Write what comes next in the news article about the Connecticut appeals ruling on the Alex Jones defamation verdict, picking up after its final sentence.

Text to read
----------------

REUTERS/MIKE SEGAR/FILE PHOTO
                                Infowars founder Alex Jones arrives to speak to the media after appearing at his Sandy Hook defamation trial at Connecticut Superior Court in Waterbury, Conn., in October 2022.

REUTERS/MIKE SEGAR/FILE PHOTO

Infowars founder Alex Jones arrives to speak to the media after appearing at his Sandy Hook defamation trial at Connecticut Superior Court in Waterbury, Conn., in October 2022.

A Connecticut appeals court today largely upheld a nearly $1.3 billion defamation verdict against conspiracy theorist Alex Jones in a case accusing the Infowars founder of spreading lies about the 2012 Sandy Hook mass shooting.

A three-judge panel of the Connecticut Appellate Court found that a jury’s October 2022 decision to award $965 million in damages plus attorneys fees and costs to families of the shooting’s victims was not unreasonable given the mental anguish they suffered due to the lies by Jones about Sandy Hook.

In affirming the verdict, the judges found fault only with a portion awarding $150 million in damages under a state unfair trade practices law, finding that should be thrown out because it did not properly apply to the facts of the case.

Jones claimed for years that the 2012 shooting deaths of 20 students and six staff members at Sandy Hook Elementary School in Newtown, Connecticut, were staged with actors as part of a government plot to seize guns from Americans. He has since acknowledged that the mass shooting occurred, but plaintiffs said Jones cashed in for years off his lies about the massacre.

An attorney for the Sandy Hook families, Alinor Sterling, praised the ruling.

----------------

[Dataset excerpt]
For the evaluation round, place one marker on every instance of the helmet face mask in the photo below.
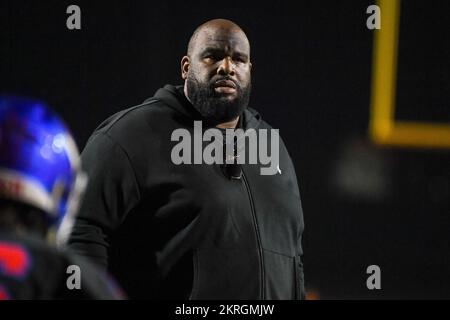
(39, 161)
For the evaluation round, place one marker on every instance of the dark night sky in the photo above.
(311, 79)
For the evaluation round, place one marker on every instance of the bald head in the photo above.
(216, 28)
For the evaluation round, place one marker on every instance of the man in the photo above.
(40, 185)
(197, 231)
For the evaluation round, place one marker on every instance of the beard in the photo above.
(214, 107)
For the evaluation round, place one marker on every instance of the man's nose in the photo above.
(226, 67)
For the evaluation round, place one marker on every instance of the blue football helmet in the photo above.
(39, 160)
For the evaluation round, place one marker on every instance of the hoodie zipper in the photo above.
(258, 236)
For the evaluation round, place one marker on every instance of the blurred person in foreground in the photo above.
(40, 188)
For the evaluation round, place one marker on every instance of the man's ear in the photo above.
(185, 64)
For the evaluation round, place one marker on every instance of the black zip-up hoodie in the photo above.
(184, 231)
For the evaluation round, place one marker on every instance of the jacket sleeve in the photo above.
(112, 191)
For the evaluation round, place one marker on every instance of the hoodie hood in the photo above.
(174, 97)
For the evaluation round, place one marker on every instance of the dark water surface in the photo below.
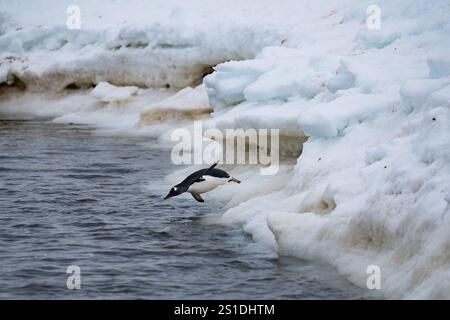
(71, 196)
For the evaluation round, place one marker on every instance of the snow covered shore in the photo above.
(371, 186)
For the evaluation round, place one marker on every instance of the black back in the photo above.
(193, 177)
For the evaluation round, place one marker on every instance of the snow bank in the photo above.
(371, 185)
(187, 104)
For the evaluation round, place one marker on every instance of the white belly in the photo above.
(209, 184)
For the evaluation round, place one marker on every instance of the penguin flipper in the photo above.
(197, 197)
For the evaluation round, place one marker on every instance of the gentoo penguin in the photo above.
(201, 181)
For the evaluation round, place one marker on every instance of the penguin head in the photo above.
(175, 191)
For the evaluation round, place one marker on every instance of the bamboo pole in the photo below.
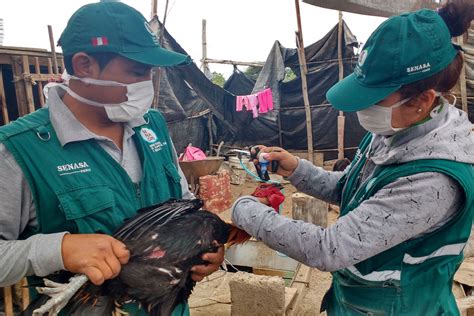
(3, 100)
(28, 83)
(39, 84)
(234, 62)
(154, 8)
(462, 78)
(25, 294)
(204, 65)
(340, 119)
(53, 49)
(304, 85)
(161, 32)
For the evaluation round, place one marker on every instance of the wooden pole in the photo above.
(204, 64)
(304, 85)
(39, 84)
(340, 119)
(25, 294)
(462, 78)
(233, 62)
(158, 69)
(3, 100)
(53, 49)
(28, 84)
(8, 300)
(154, 8)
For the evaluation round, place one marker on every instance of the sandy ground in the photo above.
(212, 296)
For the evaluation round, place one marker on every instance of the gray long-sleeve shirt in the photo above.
(402, 210)
(41, 254)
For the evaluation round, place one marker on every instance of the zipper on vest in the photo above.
(138, 193)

----------------

Response
“The jury’s $965 million rebuke of Jones will stand, and the families who have fought valiantly for years have brought Alex Jones yet another step closer to true justice,” Sterling said in a statement.

Jones’ lawyer Norm Pattis said in a statement that the jury was falsely led to believe Jones made millions of dollars off the Sandy Hook conspiracy theories and that Jones was to blame for the families’ anguish.

“We had hoped the Appellate Court would have seen through the charade and farce that this trial became. It didn’t,” Pattis said, adding that he plans to appeal to the Connecticut Supreme Court. Jones and the parent company of his Infowars site, Free Speech Systems, filed for Chapter 11 bankruptcy protection in 2022 after the verdict in Connecticut and another in Texas, where a jury in a similar case awarded other Sandy Hook parents $49 million. In November, the Onion parody news website announced that it would purchase Infowars in a bankruptcy auction, though a losing bidder connected to Jones is challenging the sale.

A bankruptcy judge will consider whether or not to approve the Onion’s purchase of Infowars at a Monday court hearing in Houston.